GIVEN INSTRUCTION A:
In the option plan excerpt, what kind of Options are granted when the Human Resources Committee makes no determination?
========================
The Human Resources Committee may determine to grant Options under this Plan as Standard Options or as Price Conditioned Options or as any combination of Standard Options and as Price Conditioned Options, provided that if no such determination is made the Options shall be Standard Options.

 

3.3

Notwithstanding section 3.2 hereof, the Human Resources Committee shall have the discretion to modify the prescribed Option combinations set out in section 3.2 hereof in any manner that it deems appropriate having considered the particular circumstances of each individual Participant. In connection with a Participant’s retirement, the Human Resources Committee shall have the discretion to change any Price-Conditioned Options with a 100% Price Condition granted to a Participant within the three years preceding the Participant’s retirement date into Price-Conditioned Options with a 50% Price Condition.

 

3.4

Each Participant shall receive advice setting out the number of Options granted to such Participant and the relevant terms thereof.
========================
GIVEN INSTRUCTION B:
From the records, copy out the part that opens with the line containing "like x=894, y=189." and closes with the line containing "x=768, y=356", both of those lines included.

MATERIAL SHOWN:
========================
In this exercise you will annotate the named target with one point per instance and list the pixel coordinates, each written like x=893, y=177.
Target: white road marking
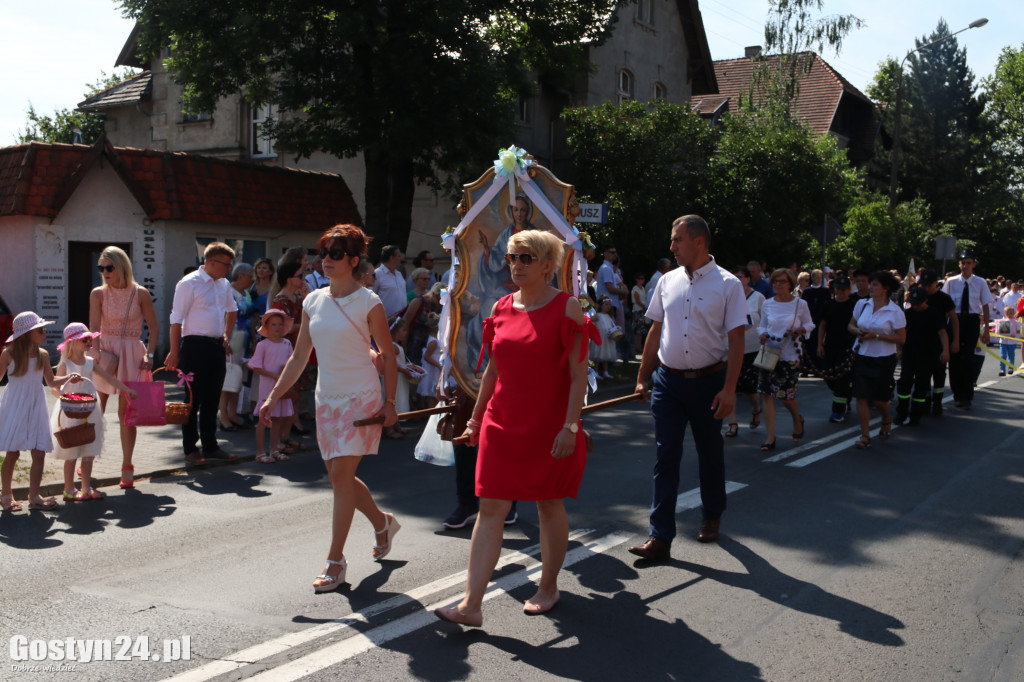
x=691, y=499
x=285, y=642
x=365, y=641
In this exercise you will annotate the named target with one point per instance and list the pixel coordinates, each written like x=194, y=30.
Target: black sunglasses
x=335, y=254
x=524, y=258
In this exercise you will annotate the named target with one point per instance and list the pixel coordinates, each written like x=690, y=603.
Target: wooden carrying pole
x=597, y=407
x=416, y=414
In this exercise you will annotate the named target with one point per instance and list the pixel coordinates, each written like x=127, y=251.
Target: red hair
x=349, y=238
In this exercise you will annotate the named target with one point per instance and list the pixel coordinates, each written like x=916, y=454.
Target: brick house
x=61, y=204
x=657, y=49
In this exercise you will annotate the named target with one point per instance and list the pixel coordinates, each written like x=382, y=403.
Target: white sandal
x=333, y=582
x=391, y=526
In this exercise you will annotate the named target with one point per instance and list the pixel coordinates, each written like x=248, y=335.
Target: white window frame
x=260, y=146
x=624, y=85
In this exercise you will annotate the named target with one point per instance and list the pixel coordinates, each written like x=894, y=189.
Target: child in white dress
x=24, y=423
x=431, y=359
x=78, y=339
x=605, y=353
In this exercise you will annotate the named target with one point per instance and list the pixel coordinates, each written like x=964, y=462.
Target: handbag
x=108, y=359
x=375, y=356
x=431, y=449
x=148, y=408
x=768, y=356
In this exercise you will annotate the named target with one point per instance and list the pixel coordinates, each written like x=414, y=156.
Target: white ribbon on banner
x=508, y=167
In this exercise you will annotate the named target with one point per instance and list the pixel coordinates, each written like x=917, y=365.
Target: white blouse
x=778, y=318
x=886, y=321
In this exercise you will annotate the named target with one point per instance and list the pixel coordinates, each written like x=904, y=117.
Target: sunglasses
x=524, y=258
x=333, y=254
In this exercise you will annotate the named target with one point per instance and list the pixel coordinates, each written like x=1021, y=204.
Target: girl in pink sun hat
x=77, y=341
x=268, y=361
x=24, y=422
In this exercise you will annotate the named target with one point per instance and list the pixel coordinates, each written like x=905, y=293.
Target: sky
x=51, y=49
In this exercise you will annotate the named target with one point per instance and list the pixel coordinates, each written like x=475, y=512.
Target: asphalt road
x=897, y=563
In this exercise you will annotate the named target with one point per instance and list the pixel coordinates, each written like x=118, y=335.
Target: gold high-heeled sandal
x=391, y=526
x=332, y=582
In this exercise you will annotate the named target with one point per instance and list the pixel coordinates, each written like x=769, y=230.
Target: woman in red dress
x=526, y=420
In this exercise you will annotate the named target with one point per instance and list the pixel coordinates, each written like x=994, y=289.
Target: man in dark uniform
x=927, y=342
x=940, y=302
x=835, y=342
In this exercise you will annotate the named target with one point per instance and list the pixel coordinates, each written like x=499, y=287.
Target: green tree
x=647, y=162
x=1005, y=89
x=423, y=89
x=873, y=238
x=64, y=123
x=942, y=137
x=770, y=184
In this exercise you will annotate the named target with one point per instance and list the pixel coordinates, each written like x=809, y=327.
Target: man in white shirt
x=390, y=284
x=202, y=320
x=690, y=376
x=971, y=296
x=664, y=265
x=316, y=279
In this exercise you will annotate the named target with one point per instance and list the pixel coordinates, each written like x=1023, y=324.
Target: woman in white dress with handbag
x=338, y=322
x=784, y=318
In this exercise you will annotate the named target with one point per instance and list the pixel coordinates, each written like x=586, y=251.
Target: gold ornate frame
x=560, y=195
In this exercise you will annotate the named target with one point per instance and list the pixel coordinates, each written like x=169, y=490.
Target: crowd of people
x=325, y=335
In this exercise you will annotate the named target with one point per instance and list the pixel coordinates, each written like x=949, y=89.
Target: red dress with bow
x=527, y=408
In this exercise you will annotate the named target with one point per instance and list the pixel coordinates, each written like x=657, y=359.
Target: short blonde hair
x=217, y=249
x=544, y=246
x=121, y=262
x=788, y=276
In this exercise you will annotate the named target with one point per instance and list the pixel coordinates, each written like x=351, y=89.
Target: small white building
x=61, y=204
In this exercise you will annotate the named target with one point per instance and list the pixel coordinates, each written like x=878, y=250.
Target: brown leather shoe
x=709, y=530
x=652, y=550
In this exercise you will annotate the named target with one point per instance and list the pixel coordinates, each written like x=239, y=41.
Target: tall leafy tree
x=942, y=136
x=647, y=162
x=421, y=88
x=1005, y=90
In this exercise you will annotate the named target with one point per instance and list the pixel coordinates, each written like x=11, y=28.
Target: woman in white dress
x=338, y=322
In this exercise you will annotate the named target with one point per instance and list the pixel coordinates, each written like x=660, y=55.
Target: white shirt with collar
x=980, y=296
x=316, y=281
x=390, y=287
x=696, y=314
x=201, y=303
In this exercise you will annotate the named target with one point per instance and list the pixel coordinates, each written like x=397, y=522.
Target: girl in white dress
x=24, y=424
x=78, y=339
x=604, y=354
x=338, y=322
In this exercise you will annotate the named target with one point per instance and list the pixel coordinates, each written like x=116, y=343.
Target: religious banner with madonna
x=514, y=195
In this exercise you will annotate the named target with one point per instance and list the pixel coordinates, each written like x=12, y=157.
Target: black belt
x=693, y=374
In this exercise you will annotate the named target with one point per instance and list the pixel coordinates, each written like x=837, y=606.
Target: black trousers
x=963, y=366
x=203, y=356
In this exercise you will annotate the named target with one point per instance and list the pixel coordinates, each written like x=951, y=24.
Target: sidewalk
x=158, y=449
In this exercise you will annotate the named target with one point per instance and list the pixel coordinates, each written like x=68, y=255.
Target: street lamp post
x=899, y=107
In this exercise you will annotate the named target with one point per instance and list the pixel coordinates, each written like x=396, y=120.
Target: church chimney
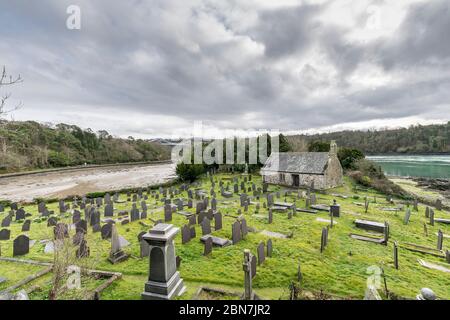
========================
FINISHED ANSWER A:
They are Standard Options.

FINISHED ANSWER B:
In this exercise you will annotate the named target with one point per instance and list the pixel coordinates, each written like x=894, y=189.
Target: child in white dress
x=24, y=423
x=431, y=359
x=78, y=339
x=605, y=353
In this exercise you will annotate the named target with one point per instance and list the pixel coordinates, each written like x=964, y=462.
Target: handbag
x=108, y=359
x=375, y=356
x=431, y=449
x=148, y=408
x=768, y=356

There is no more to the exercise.